======== Document

With 16g plate I managed to weld using a 1.6mm rod at about 20 amps. On the transformer welder I need about 40 amps to keep the arc alive and even then it is very fragile. Presumably the constant current characteristic of the inverter welder is helping here. It certainly is much easier for me to weld thin plate.

In fact this unit is better than a constant current device. At very low voltages (e.g. rod about to stick) the current increases and can exceed 130 amps. This makes it easier to strike an arc and harder to stick a rod. At high voltages (long arc) the voltage detector kicks in and the arc begins to splutter.

I'd really like to improve the current control knob. It is tiny and even a small movement has a significant effect on the weld. A larger knob would definitely help and perhaps a range switch so I could select 10 - 70 amps or 50 - 125 amps.

The airflow design of this unit is good. Some models have a smaller fan and less exhaust ports so they might be more prone to overheating. This box sucks air in the back and blows it out the front which seems much better than models that suck in the front and/or have side vents.


The unit sits on four metal pads (the base of the chassis). I've fitted plastic feet so it is less likely to slide and won't scratch a delicate surface. These feet soften the impact when I put the welder down and they also raise the unit slightly which makes it easier to connect the cables.

The earth clamp is a feeble affair and the cable attaches to the end of one of the handles. The fixing bolt is right where I squeeze the handles (ouch) and the cable will quickly break due to flexing as there is no secondary restraint. To improve things I drilled a hole near the pivot, fixed the cable there, and used a cable tie to secure the cable at the end of the handle. There is no braid connecting the arms of this clamp. The best part of this clamp is the spring so now I've fitted a Weldmart 200A clamp which is a much nicer piece of work.

The unit comes with a shoulder strap which tends to get in the way if you're not carrying the unit around. I removed this and fitted a homemade handle (training project for my new welder) which is much more convenient for me. Here I've painted the handle and polished the unit so this is the best it will ever look. The next phase is when the welder will get dented and scratched out in the real world.

I replaced the self-tapping screws with S/S bolts and repositioned the fan slightly so it doesn't foul the rear bolts. The idea of a power switch on the front panel has been dropped as I use an inline power switch on my supply line instead. Repositioning the mains cable inside the unit is difficult due to the lack of space. The idea of a deactivate switch on the front panel is risky as I will probably void my warranty.

I've fitted a larger knob to the current control pot. This was more work than expected because the shaft is 4mm dia and most knobs expect a 1/4" shaft so I made an adaptor sleeve (4mm ID, 1/4" OD, with splits down each side). If you want to remove the standard knob the trick is to pull the red cap off and then loosen the phillips head screw underneath. This releases the collet and the knob slides off. This is a good arrangement and the knob won't come loose in service. I'm impressed.


This is a small and lightweight welder and might be serious competition to products from well-known manufacturers. It costs less than most but it does work and comes with a three year warranty so it is an excellent toy for novice welders like me who want to experiment with this newfangled technology.

The case build quality is okay except that the screw holes in the case cover didn't line up with the body so I had to file the holes so the screws would sit flat. I was critical of the build quality but now I've seen pictures of similar welders where the cover looks to be made from much thinner metal which will probably dent easily and offer little protection to the electronics that are close to the cover.

================
======== Information provided

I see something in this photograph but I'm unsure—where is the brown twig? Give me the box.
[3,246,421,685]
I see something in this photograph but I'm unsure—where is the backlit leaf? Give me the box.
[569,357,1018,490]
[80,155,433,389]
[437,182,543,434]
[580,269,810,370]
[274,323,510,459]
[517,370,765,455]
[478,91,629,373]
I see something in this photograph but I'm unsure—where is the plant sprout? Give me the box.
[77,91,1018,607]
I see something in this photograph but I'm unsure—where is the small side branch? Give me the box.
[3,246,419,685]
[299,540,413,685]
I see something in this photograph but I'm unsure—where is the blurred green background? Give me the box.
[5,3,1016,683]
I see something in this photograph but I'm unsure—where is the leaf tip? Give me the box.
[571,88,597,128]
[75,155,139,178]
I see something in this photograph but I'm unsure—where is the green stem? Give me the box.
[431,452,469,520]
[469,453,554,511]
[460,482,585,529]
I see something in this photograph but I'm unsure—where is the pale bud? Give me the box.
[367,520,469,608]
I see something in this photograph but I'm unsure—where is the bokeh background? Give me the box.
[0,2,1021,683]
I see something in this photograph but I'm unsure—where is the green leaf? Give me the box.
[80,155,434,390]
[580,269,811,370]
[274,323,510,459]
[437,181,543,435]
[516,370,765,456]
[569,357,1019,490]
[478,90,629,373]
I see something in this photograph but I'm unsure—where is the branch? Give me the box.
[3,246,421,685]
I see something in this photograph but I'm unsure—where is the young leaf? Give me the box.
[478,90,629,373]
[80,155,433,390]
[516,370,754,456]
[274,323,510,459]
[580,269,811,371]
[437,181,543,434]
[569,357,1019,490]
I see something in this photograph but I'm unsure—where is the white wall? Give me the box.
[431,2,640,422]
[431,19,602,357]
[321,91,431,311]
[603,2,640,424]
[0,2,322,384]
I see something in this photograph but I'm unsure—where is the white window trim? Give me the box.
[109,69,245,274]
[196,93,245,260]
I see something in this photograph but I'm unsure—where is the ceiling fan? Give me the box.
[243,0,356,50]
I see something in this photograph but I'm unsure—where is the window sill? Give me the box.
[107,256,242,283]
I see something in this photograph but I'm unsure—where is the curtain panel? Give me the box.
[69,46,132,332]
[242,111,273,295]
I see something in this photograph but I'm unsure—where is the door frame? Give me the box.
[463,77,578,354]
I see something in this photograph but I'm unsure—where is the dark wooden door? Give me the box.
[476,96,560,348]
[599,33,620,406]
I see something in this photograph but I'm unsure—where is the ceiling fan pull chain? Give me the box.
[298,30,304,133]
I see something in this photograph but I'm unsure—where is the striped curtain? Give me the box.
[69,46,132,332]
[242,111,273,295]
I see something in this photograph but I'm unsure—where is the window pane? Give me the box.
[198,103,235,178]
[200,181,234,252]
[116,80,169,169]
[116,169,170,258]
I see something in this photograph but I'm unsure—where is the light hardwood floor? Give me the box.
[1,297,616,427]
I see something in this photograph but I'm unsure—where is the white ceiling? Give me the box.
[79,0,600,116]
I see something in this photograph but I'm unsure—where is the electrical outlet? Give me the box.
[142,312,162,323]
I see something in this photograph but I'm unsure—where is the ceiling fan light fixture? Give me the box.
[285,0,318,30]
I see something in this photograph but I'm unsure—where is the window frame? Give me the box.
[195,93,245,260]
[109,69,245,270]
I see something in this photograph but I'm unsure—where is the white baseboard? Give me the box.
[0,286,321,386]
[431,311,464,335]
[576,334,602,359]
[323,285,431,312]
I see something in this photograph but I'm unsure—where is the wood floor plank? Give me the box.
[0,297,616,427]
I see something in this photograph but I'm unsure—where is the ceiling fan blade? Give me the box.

================

Problem A —
Can you write out, word for word, the part of the welder review that begins at the words "This is a small" and stops after "to the cover."?
Problem B —
Could you resume the welder review, carrying it on from its final sentence?
None of this material is needed.

Exercise result A —
This is a small and lightweight welder and might be serious competition to products from well-known manufacturers. It costs less than most but it does work and comes with a three year warranty so it is an excellent toy for novice welders like me who want to experiment with this newfangled technology.

The case build quality is okay except that the screw holes in the case cover didn't line up with the body so I had to file the holes so the screws would sit flat. I was critical of the build quality but now I've seen pictures of similar welders where the cover looks to be made from much thinner metal which will probably dent easily and offer little protection to the electronics that are close to the cover.

Exercise result B —
If I had the choice I would still buy this welder rather than the two others I considered. It has the smallest rating (125A) of the trio and yet was the most expensive ($465). I suspected that most units in this price range are more similar than the vendors care to admit but now I'm thinking that mine might be a little better. My model does have a long warranty and the dealer does have a real shop and it is within driving distance. Factors like this make it a much better choice for me. Some models apparently have a CPU and feedback for better arc control and this does sound good. Some models only have a three month warranty and this sounds bad.

Being a inquisitive and troublesome fellow I sketched out a schematic for the welder and decided to change its current detection circuit. The standard approach is to have a coil around one of the leads feeding the HF transformer. I bought a 100 amp 0.01 ohm resistor from Jaycar and connected this in series with the output. I tried a number of ways of controlling the oscillator IC that drives the IGBTs but none were successful. So I've gone back to the original approach. My problem with this approach is that I blew one of the output diodes when I turned the welder on with the leads shorted. Now I've replaced the output diodes with some higher rated devices.

Shown here are a butt weld (topmost weld) on 50x3 plate and some vertical up welds on 3mm thick stock.

Today (2008-06-02) I tried the welder on a real job and it was great. The arc was cleaner and easier to strike. The optimum current setting was slightly less than my transformer welder. The inverter shone in a few places where I had to build up an external vertical corner because I could turn the amps down to lay a bead and still have a stable arc. The power supply was fluctuating due to other tools in use but this didn't affect the welder.

Today (2008-07-07) the welder is still working well. I've changed from DCEN to DCEP and this helps with most welds. Recently I tried laying long beads on maximum amps and the welder didn't overheat or cut out.

Today (2010-03-20) the welder has done plenty of work and it's still as good as new except for a few scratches. The only maintenance so far has been cleaning the dust off the fan and fins inside the unit every few months.

Today (2011-07-31) the welder is still fine. Lately I've seen some little inverter welders that can supply 170 amps and I'm told they're cheaper than mine. The case is plastic and the duty cycle might be a problem but they sure do seem impressive. The extra current might be useful for 3.2mm sticks.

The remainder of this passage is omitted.